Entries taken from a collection
---
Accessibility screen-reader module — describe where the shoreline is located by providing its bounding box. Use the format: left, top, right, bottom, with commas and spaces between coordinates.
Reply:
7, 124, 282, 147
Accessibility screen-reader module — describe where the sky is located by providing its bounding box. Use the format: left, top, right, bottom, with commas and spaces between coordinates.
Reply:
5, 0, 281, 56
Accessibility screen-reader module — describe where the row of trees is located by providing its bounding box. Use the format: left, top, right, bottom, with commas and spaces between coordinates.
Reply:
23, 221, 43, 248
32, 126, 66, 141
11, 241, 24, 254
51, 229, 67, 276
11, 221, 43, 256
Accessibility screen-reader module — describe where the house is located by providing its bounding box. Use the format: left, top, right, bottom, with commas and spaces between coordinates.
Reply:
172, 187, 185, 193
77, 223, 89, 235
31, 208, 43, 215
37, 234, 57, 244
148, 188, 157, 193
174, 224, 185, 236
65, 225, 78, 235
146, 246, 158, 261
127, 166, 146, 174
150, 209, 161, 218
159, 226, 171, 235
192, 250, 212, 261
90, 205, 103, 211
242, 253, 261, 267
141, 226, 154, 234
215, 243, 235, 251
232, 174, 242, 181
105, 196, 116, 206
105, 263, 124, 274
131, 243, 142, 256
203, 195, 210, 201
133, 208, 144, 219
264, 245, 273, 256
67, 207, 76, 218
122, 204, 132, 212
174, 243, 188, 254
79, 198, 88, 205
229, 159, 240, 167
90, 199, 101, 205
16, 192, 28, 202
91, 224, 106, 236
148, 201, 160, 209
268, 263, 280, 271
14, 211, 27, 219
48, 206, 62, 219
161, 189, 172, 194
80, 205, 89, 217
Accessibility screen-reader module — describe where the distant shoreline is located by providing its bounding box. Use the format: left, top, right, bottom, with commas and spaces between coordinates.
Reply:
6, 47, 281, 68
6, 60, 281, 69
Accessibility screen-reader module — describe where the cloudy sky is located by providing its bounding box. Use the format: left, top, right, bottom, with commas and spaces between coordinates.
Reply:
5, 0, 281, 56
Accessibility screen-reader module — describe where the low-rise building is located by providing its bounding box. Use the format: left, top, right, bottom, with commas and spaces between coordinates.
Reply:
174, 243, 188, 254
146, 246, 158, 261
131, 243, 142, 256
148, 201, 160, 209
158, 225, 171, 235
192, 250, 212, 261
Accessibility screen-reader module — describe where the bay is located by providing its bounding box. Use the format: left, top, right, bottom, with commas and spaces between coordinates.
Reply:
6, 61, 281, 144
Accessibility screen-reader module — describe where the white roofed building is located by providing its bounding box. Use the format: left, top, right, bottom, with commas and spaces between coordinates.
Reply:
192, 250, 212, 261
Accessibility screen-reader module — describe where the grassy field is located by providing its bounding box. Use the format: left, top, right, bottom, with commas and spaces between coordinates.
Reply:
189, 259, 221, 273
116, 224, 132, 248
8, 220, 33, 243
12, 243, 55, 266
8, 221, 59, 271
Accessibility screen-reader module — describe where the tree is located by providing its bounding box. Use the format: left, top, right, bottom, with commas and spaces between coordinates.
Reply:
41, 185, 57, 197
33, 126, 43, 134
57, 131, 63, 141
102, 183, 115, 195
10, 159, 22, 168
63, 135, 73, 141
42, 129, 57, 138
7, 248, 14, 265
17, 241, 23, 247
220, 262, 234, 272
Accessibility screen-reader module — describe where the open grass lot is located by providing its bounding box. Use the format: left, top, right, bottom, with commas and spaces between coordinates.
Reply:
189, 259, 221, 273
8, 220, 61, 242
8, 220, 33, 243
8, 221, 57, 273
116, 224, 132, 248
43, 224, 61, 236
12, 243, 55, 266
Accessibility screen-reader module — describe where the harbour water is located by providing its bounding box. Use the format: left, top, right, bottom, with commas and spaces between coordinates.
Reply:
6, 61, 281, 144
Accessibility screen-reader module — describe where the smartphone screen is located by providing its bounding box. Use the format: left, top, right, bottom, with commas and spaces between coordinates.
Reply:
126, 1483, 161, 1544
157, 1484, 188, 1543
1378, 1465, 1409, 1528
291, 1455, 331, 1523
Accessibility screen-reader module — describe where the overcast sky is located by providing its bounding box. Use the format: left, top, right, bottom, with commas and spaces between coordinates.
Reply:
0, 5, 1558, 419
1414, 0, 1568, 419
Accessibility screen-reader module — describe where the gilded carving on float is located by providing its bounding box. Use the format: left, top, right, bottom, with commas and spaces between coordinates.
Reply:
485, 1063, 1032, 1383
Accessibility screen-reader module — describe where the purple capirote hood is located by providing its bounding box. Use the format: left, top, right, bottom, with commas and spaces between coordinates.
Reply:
---
Bring together each line above where the string "building" turns up.

Accessibility screen-reader module — describe where the low-rise building is located by providing its bounding box. Use the format: left, top, right, bottom, with commas and spaces between coordinates.
Accessibility screen-reader module — describe where the white roofed building is located by providing its bounding box. Use the format: left, top, right, bottom, with commas and spaces between coordinates.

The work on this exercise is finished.